Update the records below by replacing "a dot on every instance" with "a marker on each occurrence" wherever it occurs, and give every record again with everything else unchanged. Leave the pictures out of your answer.

··· MATERIAL

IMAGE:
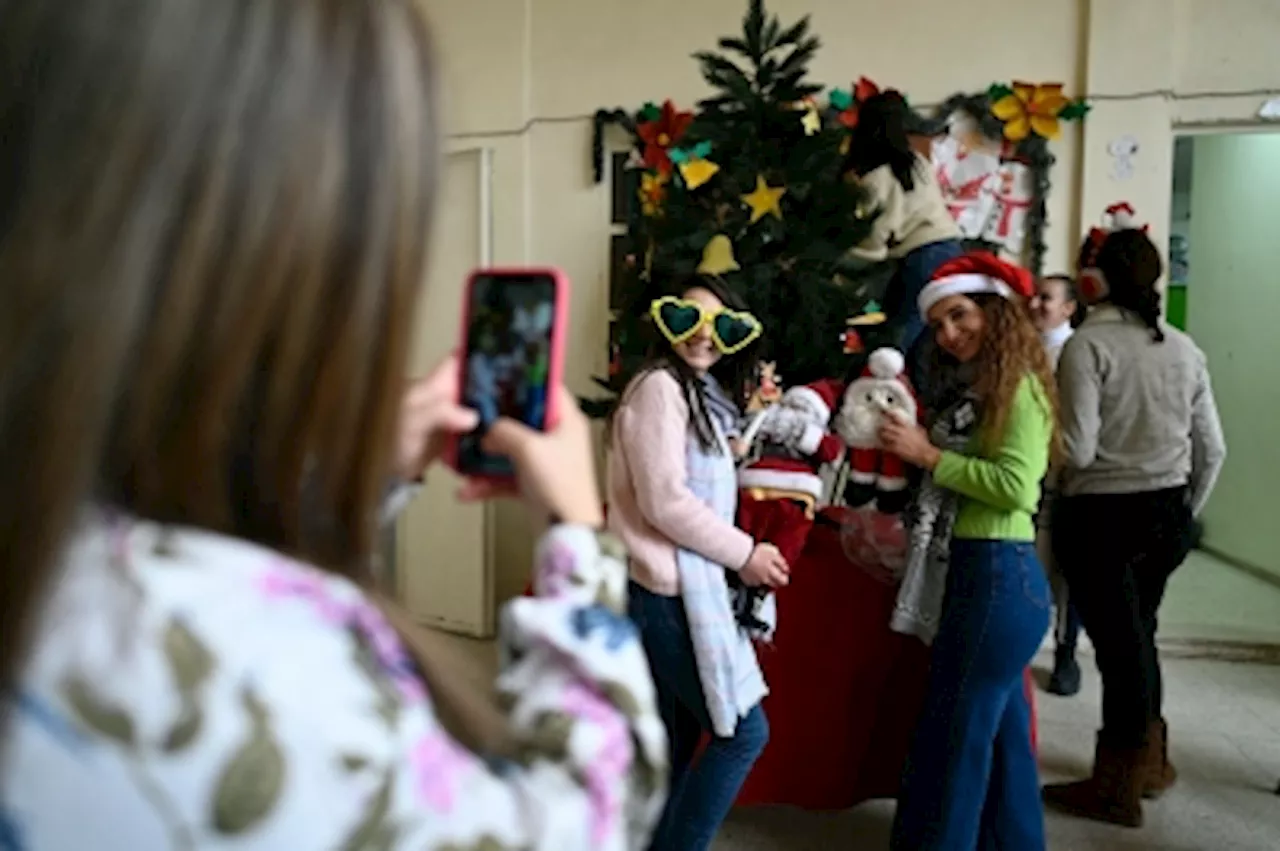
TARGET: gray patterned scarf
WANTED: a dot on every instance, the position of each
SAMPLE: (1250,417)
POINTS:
(931,518)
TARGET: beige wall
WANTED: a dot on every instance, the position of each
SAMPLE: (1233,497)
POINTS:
(522,77)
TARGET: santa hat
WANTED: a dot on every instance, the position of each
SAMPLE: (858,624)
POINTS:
(974,274)
(821,394)
(1093,283)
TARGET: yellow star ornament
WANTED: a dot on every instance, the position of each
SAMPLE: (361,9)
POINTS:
(766,200)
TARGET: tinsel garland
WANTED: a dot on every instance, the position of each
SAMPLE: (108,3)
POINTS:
(603,119)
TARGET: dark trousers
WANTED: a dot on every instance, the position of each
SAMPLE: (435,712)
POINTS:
(1069,631)
(1118,552)
(972,781)
(703,792)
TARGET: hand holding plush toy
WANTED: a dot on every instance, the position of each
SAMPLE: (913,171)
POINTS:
(881,394)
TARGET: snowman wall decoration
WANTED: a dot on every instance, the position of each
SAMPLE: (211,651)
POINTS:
(881,392)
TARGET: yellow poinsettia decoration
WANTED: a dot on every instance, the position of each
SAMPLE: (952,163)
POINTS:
(1027,108)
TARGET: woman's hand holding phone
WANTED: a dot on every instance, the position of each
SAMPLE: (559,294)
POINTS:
(430,419)
(554,469)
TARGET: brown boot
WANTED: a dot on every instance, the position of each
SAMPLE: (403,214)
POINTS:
(1161,773)
(1112,795)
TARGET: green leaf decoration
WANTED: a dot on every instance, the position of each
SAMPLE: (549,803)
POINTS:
(252,781)
(186,730)
(1075,110)
(96,714)
(374,829)
(190,660)
(353,763)
(999,90)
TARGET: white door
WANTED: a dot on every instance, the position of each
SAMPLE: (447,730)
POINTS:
(443,564)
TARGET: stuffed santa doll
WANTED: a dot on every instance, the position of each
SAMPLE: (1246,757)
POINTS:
(882,390)
(781,490)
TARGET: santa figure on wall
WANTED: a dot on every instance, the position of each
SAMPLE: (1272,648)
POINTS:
(882,390)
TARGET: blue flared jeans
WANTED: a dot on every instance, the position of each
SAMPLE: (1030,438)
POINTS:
(972,781)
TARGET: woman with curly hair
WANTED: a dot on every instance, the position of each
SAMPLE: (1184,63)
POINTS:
(972,778)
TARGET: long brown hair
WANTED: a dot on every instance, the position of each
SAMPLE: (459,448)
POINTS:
(213,225)
(1011,348)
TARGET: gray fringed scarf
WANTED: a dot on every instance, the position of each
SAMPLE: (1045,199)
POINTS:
(931,520)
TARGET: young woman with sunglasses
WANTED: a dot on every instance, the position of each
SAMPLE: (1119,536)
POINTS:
(672,499)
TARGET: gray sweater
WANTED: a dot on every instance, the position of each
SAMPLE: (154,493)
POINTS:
(1137,415)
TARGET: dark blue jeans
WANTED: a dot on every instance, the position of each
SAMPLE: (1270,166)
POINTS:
(915,270)
(702,794)
(972,779)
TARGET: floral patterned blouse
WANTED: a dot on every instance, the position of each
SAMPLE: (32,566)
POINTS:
(192,691)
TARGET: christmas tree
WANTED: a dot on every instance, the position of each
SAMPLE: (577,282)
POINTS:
(749,187)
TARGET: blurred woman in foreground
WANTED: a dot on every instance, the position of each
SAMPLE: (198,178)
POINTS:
(213,216)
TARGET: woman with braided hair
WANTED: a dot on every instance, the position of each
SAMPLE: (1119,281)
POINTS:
(1143,449)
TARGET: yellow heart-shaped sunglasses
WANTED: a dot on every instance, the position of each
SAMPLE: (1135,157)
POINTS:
(679,319)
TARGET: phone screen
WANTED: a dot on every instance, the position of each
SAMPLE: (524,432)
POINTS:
(507,369)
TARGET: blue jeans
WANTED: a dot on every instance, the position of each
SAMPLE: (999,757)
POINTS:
(702,794)
(972,779)
(914,271)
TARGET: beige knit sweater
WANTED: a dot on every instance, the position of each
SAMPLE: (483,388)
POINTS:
(906,220)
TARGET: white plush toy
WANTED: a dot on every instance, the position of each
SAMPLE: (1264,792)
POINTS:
(882,390)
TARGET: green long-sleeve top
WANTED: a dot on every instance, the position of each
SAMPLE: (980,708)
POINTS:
(1000,488)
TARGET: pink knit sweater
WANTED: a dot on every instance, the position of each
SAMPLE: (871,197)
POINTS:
(650,507)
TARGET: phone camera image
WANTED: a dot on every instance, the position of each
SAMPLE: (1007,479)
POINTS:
(507,366)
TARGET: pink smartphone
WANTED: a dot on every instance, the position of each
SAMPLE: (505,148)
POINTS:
(512,356)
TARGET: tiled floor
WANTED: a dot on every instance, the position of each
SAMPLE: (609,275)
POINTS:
(1225,732)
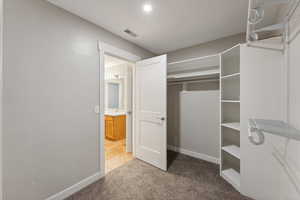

······

WRITTEN REPLY
IMAGE:
TARGET: gray patterned scarf
WANTED: a marker on each occurrence, the position of each
SAMPLE: (1250,417)
POINTS:
(931,518)
TARGET: beige wall
WANTED: a marker on each occurrence, the position of each
SAMPLE: (1233,497)
POINTS:
(522,77)
TARGET: santa hat
WANTED: a marker on each occurrence, the position of each
SAMPLE: (858,624)
POINTS:
(974,274)
(821,394)
(1093,283)
TARGET: yellow star ornament
WANTED: a marker on each occurrence, the position of each
SAMPLE: (361,9)
POINTS:
(766,200)
TARGET: tinsel garland
WANTED: a marker on each occurrence, the position of each
SAMPLE: (108,3)
POINTS:
(603,119)
TARGET: dark trousers
WANTED: a marker on each occurrence, the position of each
SAMPLE: (435,712)
POINTS:
(1069,631)
(1118,552)
(972,781)
(703,792)
TARGET: hand holding plush toy
WANTED: a marker on each occurrence, the position of each
SAMPLE: (913,171)
POINTS:
(881,394)
TARGET: snowman wall decoration
WANTED: a marker on each occurrence, the position of each
SAMPLE: (211,651)
POINTS:
(881,392)
TARGET: yellow poinsettia decoration
WANTED: a marker on each occurrence, the position of each
SAMPLE: (952,163)
POINTS:
(1027,108)
TARGET: woman's hand holding phone
WANTED: a marker on each occurrence, the position of each
SAMPLE: (559,294)
POINTS:
(430,419)
(554,469)
TARGET: brown boot
WANTED: a marker on each occurrence, the position of each
SAMPLE: (403,214)
POINTS:
(1161,773)
(1112,795)
TARGET: green leaf decoration
WANTED: a marker on each occurrence, the position of each
SAMPLE: (549,803)
POINTS:
(252,781)
(186,730)
(1075,110)
(96,714)
(374,829)
(190,660)
(353,763)
(999,90)
TARGET: white door
WANTED: a marker on each occurrence, the position of each
SAMPLE: (447,730)
POINTS:
(443,564)
TARGET: stuffed santa doll
WANTED: a marker on each occurrence, the position of each
SAMPLE: (1246,757)
POINTS:
(882,390)
(781,490)
TARGET: santa figure on wall
WANTED: a marker on each occurrence, the position of each
SAMPLE: (1272,648)
POINTS:
(882,390)
TARGET: blue flared jeans
WANTED: a marker on each occurrence, the position of each
SAMPLE: (1030,438)
POINTS:
(972,781)
TARGET: woman with curly hair
WANTED: a marker on each occurrence, the position of each
SAMPLE: (1184,63)
POINTS:
(972,778)
TARGET: long brown hair
WANTED: a marker on each occurrence, the position of each
SAMPLE: (459,448)
POINTS:
(213,225)
(1011,348)
TARGET: gray fringed scarf
WANTED: a marker on each occurrence, the position of each
SAMPLE: (1045,199)
POINTS:
(931,520)
TARGET: young woman with sunglasses
WANTED: a marker on each occurrence, the position of each
SAMPLE: (1119,536)
POINTS:
(672,499)
TARGET: gray sweater
WANTED: a marker on each occurrence, the position of each
SAMPLE: (154,493)
POINTS:
(1137,415)
TARGET: dark blue jeans
WANTED: a marker on each occurrence, the position of each
SAMPLE: (1270,166)
POINTS:
(915,270)
(702,794)
(972,779)
TARGET: floral patterned blouse
WANTED: a marker on each occurrence, the position of each
SAMPLE: (32,566)
POINTS:
(192,691)
TARGET: christmas tree
WANTED: a marker on each occurrence, the position of each
SAMPLE: (577,282)
POINTS:
(749,187)
TARGET: blurred woman in foreground
WANTED: a marker on each occurrence, the position of each
SAMPLE: (198,178)
POINTS:
(213,216)
TARGET: woman with braided hair
WANTED: a marker on each occurrence, the position of each
SAMPLE: (1119,281)
POINTS:
(1143,449)
TARGET: yellow heart-shaped sunglasses
WANTED: a marker on each occurrence, the position of each
SAMPLE: (1135,157)
POINTS:
(679,319)
TARGET: phone screen
WANTED: a marker on each occurrence, the position of each
SAMPLE: (524,432)
POINTS:
(507,369)
TARGET: blue jeans
WANTED: a marker on each occurrence, the position of each
SAMPLE: (999,757)
POINTS:
(702,794)
(972,779)
(914,271)
TARGET: beige knit sweater
WANTED: a marker on each occurrence, the position of each
SAMPLE: (483,388)
POINTS:
(906,220)
TARGET: white plush toy
WANTED: a marker on each occurrence, the position of each
SAMPLE: (1264,792)
POINTS:
(882,390)
TARGET: green long-sleeve top
WANTED: a marker on each occurrence, the position of each
SAMPLE: (980,708)
POINTS:
(1000,488)
TARGET: pink knit sweater
WANTED: a marker on each occurrence, the position of each
SAMPLE: (871,197)
POINTS:
(650,507)
TARGET: phone camera image
WANTED: a marker on each occurrence, the position of each
SAMPLE: (1007,479)
POINTS:
(507,366)
TARGET: pink smartphone
WANTED: a marker on each occurrence, the position of each
SAMPLE: (505,148)
POINTS:
(512,356)
TARGET: tiled floor
WANTED: a marker on each occurrence, the position of each
SAMPLE: (609,275)
POINTS:
(1225,732)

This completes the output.